### DETALLES DEL PROBLEMA
¿Puedes reescribir el extracto sobre la llamada empezando en "La llamada ·" y terminando en "y las miradas.", con "vecindario" en lugar de "barrio"?

### EXTRACTO PROPORCIONADO
---*---

La llamada · 28 de enero de 2016

Esta noche van a venir. Tienen que, por mucho que diga el indio de la tienda que, en este barrio y estos casos —de inmigrantes, distintos, apartados, escondidos— no vienen nunca. La cosa empezó por querer algo para la cena. Cuando llegamos, hay tres hombres de pie y un cuarto sentado en el umbral, con aspecto de estar enfermo. «¿Qué le pasa?». Se lleva una mano al corazón y afirma que le cuesta respirar. «¿Han llamado a urgencias?». Los que están de pie responden en bengalí y castellano cogido por los pelos. Menos mal que existen las manos y los ojos, los gestos y las miradas.

---*---

### DATOS EN BRUTO
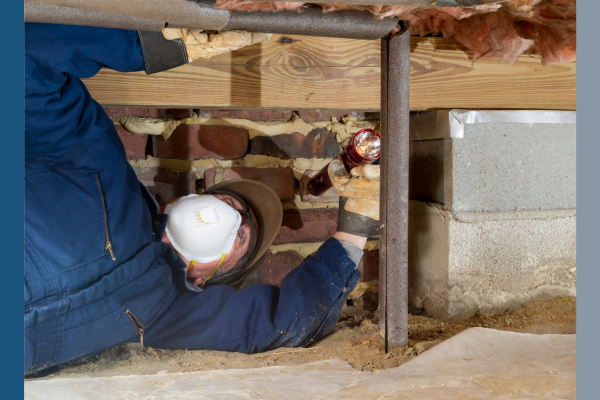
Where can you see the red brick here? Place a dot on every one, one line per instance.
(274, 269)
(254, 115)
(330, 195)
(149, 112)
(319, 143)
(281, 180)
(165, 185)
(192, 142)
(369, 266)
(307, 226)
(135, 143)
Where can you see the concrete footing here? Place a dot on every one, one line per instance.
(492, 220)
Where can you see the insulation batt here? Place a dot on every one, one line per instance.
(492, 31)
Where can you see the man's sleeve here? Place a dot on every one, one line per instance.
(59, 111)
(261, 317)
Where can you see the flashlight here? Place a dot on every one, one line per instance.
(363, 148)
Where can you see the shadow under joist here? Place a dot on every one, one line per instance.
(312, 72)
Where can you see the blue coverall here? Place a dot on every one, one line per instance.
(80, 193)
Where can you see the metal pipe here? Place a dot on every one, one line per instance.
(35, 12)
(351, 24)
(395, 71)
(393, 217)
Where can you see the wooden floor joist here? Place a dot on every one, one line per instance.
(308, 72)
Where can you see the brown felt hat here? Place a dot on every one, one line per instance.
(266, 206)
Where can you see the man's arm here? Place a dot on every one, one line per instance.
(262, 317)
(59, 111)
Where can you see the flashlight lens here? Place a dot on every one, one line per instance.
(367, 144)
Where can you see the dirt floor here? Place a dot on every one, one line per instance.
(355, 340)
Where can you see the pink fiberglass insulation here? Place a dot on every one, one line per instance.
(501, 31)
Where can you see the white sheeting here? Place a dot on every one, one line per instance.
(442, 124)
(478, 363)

---*---

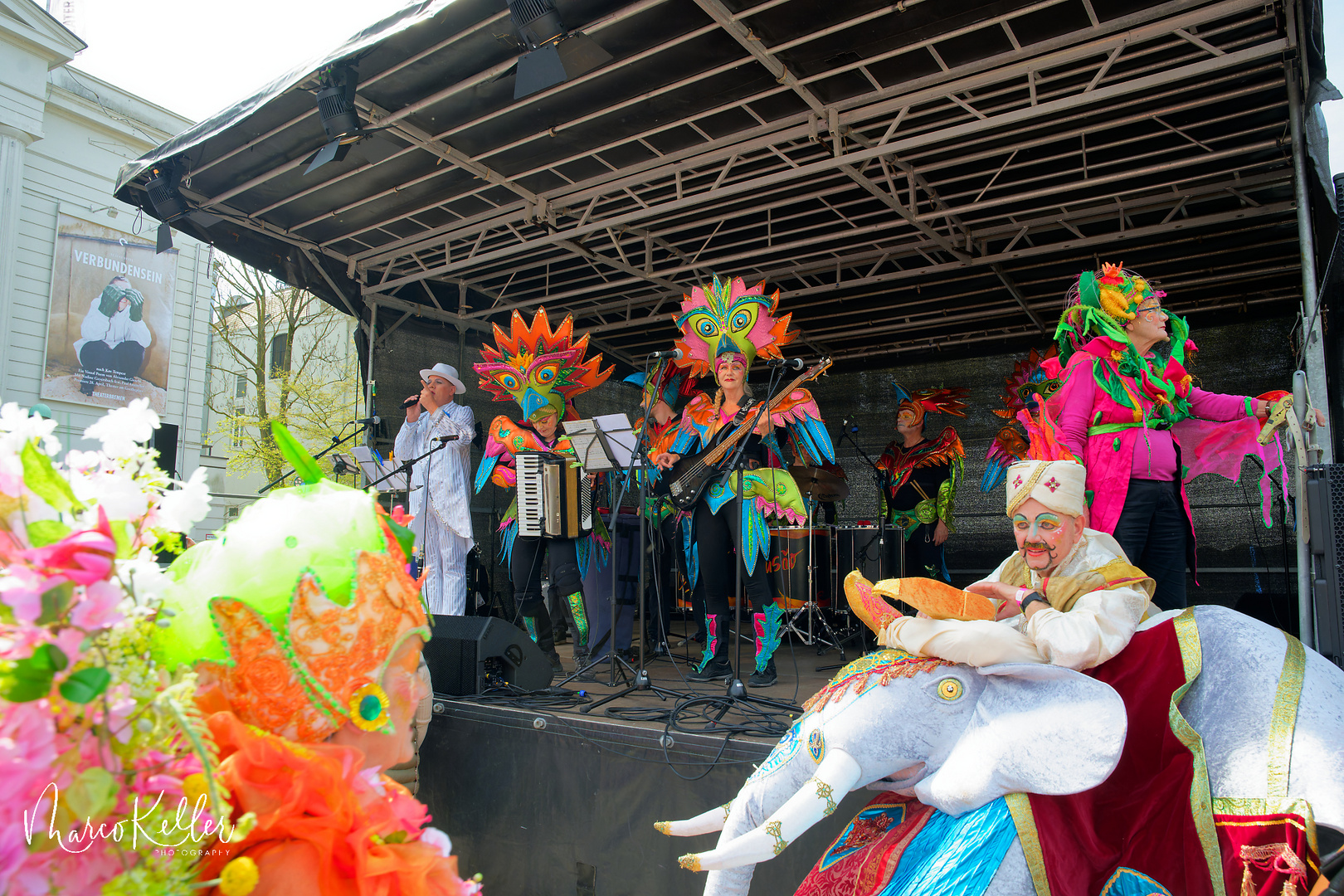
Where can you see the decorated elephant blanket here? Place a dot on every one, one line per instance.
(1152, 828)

---*---

### TAREA RESUELTA
La llamada · 28 de enero de 2016

Esta noche van a venir. Tienen que, por mucho que diga el indio de la tienda que, en este vecindario y estos casos —de inmigrantes, distintos, apartados, escondidos— no vienen nunca. La cosa empezó por querer algo para la cena. Cuando llegamos, hay tres hombres de pie y un cuarto sentado en el umbral, con aspecto de estar enfermo. «¿Qué le pasa?». Se lleva una mano al corazón y afirma que le cuesta respirar. «¿Han llamado a urgencias?». Los que están de pie responden en bengalí y castellano cogido por los pelos. Menos mal que existen las manos y los ojos, los gestos y las miradas.